■ STORED RECORDS
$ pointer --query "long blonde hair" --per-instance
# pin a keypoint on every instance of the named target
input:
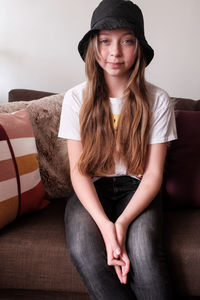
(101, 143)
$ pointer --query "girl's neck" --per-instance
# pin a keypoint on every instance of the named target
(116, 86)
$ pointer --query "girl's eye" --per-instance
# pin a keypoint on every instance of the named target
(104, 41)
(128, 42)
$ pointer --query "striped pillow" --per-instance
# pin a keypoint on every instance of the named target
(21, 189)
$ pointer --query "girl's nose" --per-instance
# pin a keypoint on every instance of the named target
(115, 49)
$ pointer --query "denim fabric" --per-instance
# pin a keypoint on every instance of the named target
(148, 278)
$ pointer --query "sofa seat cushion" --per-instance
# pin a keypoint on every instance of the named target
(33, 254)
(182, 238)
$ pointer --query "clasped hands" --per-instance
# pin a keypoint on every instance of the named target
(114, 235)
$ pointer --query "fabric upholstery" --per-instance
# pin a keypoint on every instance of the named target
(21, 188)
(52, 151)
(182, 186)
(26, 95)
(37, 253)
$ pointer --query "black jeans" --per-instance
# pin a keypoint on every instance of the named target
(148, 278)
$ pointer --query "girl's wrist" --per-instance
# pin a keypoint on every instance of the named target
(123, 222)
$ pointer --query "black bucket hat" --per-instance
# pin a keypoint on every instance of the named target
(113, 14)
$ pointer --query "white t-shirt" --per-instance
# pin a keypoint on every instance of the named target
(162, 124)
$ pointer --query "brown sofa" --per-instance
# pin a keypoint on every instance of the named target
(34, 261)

* * *

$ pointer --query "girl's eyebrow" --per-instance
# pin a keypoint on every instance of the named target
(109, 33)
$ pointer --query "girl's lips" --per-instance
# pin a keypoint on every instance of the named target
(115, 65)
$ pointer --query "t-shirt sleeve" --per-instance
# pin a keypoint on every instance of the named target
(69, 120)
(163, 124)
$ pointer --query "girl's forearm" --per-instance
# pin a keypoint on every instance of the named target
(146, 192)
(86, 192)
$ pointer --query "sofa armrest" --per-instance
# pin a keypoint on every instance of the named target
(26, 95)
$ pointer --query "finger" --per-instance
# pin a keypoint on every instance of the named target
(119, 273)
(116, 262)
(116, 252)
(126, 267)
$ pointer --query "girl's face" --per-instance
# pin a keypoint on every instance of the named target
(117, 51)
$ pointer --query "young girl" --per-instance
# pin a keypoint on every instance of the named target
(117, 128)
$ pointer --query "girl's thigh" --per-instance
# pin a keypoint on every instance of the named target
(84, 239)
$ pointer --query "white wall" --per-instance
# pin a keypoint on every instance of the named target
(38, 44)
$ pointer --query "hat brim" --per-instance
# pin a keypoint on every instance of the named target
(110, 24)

■ GIVEN INSTRUCTION
Which lines in the records above contain the word "sofa"? Return each of them in full.

■ WRITTEN ANSWER
$ pointer --query "sofa seat cushion" --per-instance
$ pointer --query "brown sofa" --per-instance
$ pointer --query "sofa armrest" --per-instance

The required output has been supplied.